• What to produce: Could you copy exactly the lines from the one containing "of the stone" through the last line of the records below, and nothing else?

[Spatial localization data]
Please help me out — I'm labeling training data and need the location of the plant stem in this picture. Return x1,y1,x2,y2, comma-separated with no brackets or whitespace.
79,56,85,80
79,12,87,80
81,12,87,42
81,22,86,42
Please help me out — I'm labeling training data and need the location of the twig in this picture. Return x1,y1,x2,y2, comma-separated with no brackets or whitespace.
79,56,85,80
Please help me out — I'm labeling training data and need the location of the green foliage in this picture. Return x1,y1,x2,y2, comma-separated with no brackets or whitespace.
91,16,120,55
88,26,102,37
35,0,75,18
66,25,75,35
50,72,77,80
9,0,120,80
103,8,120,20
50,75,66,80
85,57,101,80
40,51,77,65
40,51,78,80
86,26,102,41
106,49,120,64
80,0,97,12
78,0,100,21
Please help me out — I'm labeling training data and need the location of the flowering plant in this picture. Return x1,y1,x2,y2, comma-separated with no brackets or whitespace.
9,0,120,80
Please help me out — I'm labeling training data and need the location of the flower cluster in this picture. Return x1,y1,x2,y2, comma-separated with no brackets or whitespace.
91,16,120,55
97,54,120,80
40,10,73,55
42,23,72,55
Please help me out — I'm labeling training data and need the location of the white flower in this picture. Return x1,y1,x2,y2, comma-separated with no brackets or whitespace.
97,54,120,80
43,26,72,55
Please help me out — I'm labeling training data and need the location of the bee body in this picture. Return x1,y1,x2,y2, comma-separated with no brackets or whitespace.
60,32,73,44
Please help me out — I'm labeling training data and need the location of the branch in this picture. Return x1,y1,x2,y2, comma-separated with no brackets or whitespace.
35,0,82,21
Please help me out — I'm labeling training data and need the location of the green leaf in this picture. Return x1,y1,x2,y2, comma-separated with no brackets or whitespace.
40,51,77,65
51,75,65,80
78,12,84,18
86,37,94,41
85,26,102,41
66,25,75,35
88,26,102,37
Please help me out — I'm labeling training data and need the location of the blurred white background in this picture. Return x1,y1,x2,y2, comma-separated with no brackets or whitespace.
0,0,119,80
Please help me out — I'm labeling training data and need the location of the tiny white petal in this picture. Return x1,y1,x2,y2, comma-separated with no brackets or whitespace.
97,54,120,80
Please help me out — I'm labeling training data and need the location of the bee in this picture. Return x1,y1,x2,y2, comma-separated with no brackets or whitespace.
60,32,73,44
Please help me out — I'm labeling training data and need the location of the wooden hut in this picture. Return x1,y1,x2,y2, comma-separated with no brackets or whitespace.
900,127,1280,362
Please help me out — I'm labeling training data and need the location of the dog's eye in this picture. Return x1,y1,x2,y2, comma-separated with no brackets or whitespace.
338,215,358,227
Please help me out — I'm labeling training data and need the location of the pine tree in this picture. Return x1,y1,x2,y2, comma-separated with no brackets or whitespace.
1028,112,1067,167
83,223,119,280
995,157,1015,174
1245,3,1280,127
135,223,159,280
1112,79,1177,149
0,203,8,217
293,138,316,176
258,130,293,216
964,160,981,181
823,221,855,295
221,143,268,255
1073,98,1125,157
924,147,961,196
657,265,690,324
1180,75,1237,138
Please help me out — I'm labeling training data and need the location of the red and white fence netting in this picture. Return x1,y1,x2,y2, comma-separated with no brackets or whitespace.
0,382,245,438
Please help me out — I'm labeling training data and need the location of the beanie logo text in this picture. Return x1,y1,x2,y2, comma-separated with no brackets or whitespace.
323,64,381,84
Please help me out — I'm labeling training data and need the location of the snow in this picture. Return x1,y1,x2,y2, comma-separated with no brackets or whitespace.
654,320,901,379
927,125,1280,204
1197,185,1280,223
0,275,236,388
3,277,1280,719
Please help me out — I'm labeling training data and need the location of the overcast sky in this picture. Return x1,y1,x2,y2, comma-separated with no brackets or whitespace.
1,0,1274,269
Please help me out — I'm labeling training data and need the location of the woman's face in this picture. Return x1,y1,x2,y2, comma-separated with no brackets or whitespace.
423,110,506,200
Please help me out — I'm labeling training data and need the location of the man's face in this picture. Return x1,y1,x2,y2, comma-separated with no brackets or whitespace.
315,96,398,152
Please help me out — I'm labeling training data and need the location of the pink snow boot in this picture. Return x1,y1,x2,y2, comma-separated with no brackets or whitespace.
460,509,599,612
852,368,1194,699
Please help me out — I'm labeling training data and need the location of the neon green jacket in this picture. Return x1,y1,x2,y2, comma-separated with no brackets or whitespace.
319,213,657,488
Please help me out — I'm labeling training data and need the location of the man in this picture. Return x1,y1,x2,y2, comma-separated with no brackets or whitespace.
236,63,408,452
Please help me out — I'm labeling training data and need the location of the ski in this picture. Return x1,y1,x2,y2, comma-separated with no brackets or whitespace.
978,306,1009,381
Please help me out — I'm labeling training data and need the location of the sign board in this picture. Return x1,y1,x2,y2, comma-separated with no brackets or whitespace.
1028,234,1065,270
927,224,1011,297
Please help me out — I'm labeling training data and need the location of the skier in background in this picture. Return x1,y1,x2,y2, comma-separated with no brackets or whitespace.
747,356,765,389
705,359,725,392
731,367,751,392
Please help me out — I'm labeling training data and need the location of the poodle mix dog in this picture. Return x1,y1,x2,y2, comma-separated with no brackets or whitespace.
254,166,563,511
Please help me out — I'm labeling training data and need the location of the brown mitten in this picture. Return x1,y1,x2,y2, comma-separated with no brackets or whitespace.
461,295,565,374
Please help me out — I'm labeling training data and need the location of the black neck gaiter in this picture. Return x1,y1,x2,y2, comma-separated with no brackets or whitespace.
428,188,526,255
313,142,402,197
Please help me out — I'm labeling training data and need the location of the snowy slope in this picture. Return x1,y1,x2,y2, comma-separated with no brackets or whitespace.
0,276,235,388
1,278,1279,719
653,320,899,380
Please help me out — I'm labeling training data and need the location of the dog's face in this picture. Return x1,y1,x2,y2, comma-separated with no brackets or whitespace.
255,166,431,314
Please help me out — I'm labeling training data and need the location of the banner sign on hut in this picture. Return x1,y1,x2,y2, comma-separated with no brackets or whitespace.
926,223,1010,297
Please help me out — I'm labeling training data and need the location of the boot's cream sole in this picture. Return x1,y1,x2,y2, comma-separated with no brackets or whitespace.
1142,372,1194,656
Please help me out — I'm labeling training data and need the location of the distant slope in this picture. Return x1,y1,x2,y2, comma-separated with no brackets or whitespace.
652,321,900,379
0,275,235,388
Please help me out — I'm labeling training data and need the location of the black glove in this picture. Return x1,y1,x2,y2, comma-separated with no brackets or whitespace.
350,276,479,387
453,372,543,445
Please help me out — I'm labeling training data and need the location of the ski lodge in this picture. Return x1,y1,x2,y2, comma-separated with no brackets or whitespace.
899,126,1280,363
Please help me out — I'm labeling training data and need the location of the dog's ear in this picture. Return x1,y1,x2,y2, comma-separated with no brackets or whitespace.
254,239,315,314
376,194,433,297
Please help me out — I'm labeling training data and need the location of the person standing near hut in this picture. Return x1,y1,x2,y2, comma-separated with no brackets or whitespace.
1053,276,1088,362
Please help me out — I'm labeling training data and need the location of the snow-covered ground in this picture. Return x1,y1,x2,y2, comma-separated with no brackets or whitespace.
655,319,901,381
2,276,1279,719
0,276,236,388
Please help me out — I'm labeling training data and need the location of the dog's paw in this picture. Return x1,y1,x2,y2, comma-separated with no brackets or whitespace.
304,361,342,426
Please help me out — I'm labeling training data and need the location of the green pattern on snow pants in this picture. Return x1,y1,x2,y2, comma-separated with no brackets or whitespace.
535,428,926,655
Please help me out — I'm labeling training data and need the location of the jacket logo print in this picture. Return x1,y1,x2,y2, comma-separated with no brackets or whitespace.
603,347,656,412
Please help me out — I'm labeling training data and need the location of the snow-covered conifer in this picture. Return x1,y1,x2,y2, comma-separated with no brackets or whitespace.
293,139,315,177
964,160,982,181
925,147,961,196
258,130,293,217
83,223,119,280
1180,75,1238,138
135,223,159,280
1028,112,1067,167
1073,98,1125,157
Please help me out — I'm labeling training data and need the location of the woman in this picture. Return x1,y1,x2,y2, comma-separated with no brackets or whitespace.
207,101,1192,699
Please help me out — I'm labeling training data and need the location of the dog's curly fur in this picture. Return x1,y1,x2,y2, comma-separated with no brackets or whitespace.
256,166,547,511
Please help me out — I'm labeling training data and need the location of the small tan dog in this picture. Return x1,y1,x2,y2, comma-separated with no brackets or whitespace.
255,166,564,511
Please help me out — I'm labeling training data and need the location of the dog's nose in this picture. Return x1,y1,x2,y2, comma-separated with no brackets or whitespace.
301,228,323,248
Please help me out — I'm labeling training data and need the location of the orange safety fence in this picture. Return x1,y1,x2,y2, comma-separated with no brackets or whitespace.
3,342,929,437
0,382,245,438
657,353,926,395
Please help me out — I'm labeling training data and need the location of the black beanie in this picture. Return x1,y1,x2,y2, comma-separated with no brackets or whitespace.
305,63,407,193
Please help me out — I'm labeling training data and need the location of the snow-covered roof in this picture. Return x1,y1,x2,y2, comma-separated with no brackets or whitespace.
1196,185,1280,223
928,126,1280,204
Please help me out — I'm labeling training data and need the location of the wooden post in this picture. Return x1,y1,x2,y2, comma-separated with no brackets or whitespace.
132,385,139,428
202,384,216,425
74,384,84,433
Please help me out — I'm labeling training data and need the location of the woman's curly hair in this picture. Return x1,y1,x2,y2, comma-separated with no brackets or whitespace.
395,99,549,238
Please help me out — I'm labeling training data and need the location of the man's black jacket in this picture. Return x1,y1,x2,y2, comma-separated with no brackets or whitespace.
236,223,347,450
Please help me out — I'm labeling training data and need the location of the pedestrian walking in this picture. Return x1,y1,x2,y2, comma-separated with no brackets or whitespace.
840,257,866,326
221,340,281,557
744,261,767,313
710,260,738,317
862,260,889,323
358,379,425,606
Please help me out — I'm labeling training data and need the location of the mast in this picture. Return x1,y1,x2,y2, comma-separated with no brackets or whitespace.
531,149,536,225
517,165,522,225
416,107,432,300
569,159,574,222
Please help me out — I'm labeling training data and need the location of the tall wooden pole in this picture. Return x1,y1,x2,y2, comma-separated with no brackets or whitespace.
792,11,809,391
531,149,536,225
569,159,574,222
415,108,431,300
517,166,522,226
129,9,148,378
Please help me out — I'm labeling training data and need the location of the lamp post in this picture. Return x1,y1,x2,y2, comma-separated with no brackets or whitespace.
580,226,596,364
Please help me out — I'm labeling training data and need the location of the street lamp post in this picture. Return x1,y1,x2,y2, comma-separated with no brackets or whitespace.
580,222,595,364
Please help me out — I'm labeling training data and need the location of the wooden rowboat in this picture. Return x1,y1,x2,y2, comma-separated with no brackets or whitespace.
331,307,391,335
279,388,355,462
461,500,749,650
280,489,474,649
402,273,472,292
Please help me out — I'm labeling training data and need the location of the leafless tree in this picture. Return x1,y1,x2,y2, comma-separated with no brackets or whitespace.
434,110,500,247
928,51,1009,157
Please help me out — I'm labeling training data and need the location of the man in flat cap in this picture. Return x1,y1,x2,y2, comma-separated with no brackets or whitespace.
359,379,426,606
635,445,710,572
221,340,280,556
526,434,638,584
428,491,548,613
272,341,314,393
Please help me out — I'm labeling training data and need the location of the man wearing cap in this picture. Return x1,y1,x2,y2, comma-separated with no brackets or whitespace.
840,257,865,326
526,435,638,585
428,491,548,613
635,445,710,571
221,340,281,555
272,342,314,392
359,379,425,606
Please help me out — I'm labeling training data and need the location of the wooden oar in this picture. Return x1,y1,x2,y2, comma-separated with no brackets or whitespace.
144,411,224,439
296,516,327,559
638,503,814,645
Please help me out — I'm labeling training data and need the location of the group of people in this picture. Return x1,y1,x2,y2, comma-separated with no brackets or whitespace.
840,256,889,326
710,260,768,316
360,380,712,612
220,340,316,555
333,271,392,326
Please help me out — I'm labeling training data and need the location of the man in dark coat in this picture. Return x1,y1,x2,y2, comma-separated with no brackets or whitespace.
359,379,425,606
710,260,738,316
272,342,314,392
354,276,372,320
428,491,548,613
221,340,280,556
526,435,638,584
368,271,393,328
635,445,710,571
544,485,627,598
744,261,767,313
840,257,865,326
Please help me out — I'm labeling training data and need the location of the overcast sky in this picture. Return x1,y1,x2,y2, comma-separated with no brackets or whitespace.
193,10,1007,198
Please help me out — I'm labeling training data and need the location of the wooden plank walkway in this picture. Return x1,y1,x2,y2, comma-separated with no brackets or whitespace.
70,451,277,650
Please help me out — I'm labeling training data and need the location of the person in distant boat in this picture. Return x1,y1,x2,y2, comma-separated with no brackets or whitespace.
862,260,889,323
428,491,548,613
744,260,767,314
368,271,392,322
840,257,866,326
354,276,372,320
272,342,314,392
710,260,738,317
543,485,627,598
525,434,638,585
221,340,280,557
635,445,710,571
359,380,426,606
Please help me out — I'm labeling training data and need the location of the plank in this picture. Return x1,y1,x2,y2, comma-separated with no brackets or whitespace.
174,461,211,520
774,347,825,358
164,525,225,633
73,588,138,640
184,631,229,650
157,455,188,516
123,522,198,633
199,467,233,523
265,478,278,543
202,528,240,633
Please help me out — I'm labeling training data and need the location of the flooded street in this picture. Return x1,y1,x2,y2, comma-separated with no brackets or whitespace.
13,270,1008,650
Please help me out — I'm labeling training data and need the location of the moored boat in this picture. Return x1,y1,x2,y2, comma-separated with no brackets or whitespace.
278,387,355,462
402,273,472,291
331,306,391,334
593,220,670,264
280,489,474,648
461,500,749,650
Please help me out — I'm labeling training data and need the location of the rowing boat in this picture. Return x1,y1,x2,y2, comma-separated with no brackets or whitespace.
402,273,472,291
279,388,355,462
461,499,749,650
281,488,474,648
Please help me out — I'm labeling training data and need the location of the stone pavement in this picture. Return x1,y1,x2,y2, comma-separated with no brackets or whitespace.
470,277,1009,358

• Result of this exercise:
Please help me out — I'm labeling training data and need the location of the stone pavement in this picture. Return x1,y1,x2,y2, comma-separated with no brackets or whitespace.
470,277,1009,358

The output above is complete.